- [Exercise instructions] Down to the last line, transcribe the records verbatim and exclude the images.

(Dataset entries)
=-=-=-=-=

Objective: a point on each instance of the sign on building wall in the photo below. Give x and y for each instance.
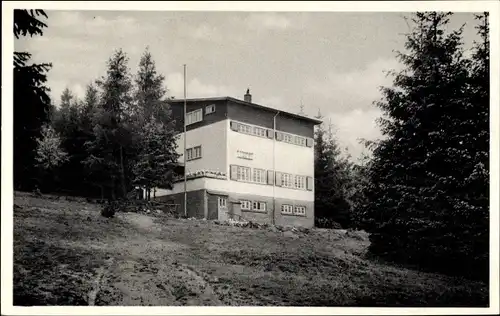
(244, 155)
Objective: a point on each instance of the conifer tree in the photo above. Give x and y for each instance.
(155, 138)
(331, 173)
(419, 210)
(112, 132)
(31, 101)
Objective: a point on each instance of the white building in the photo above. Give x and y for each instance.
(244, 160)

=-=-=-=-=

- [Written solution]
Objective: a point on each instance of the sign on building wall in the photo below. Give x and y for each instance.
(244, 155)
Objective: a point on each instance of the conifer tree in the photo above. Give x and y for each instance.
(155, 138)
(331, 173)
(419, 210)
(112, 132)
(31, 101)
Objective: a point on each instance of the white building in the photo above. Give x and y for each instance.
(244, 160)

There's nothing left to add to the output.